▶ [Exercise goal] Repeat the records below exactly, leaving out every picture.

(Point-based annotation data)

◆ ◆ ◆ ◆ ◆

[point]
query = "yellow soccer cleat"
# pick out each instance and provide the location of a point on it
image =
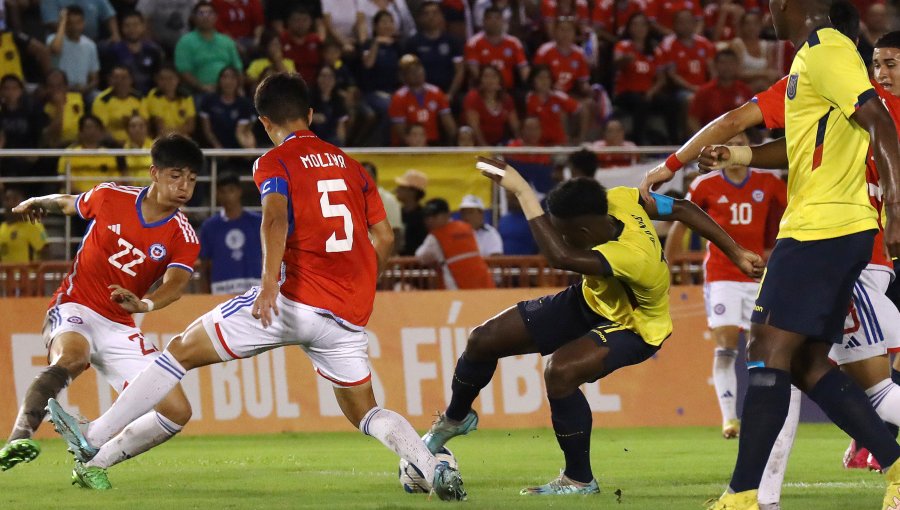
(736, 501)
(731, 429)
(892, 493)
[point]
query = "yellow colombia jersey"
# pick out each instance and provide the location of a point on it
(827, 194)
(20, 241)
(637, 295)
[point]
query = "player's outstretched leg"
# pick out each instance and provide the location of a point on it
(69, 353)
(392, 430)
(501, 336)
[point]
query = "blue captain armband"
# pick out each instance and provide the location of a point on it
(273, 185)
(664, 204)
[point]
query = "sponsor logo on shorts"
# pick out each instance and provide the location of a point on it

◆ ◆ ◆ ◆ ◆

▶ [Task solution]
[point]
query = "yellow soccer cleat"
# pick out each instance and provide the location of a point on it
image =
(736, 501)
(731, 429)
(892, 493)
[point]
query = "yellow colombia jersey"
# pick out each instance and provide the location of a point on it
(827, 194)
(20, 241)
(637, 295)
[point]
query = "player's outstretched leg"
# pick out each instance and provide the location of a point on it
(69, 353)
(392, 430)
(501, 336)
[point]
query = "blue captain armband"
# pick out each instance and provide the location of a point on it
(273, 185)
(664, 204)
[point]
query = "sponsor logo on shorts"
# pick out each instance and provide the location of a point on it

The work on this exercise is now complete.